**TASK DETAILS**
Examine each line of the data. Copy the line if it includes the word "flower".

**THE INPUT**
★ ★ ★ ★ ★
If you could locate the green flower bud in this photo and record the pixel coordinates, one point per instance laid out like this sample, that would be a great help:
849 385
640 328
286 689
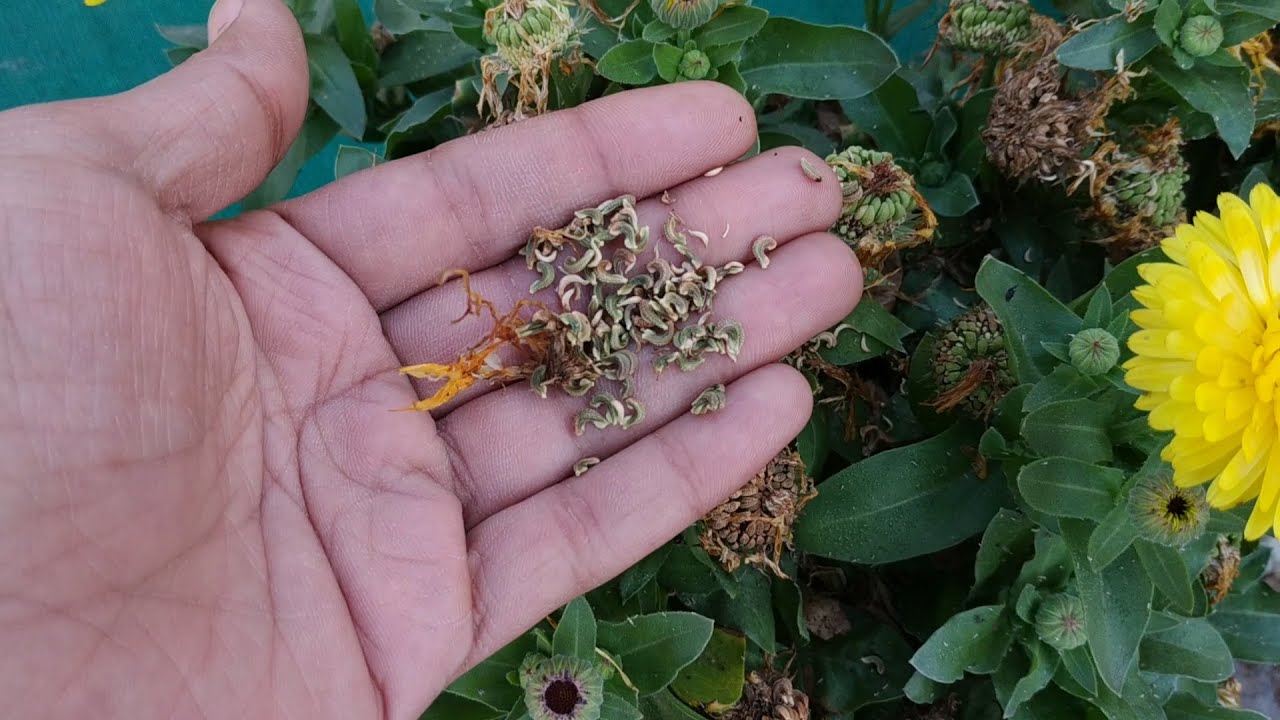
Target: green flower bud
★ ★ ★ ★ ★
**SOLUTION FOR THIS TASK**
If you could locate the green flower bud in this photo and record the pixel coordinates, one point per instance laid out like this sample, that would be a great help:
Target: green flower bud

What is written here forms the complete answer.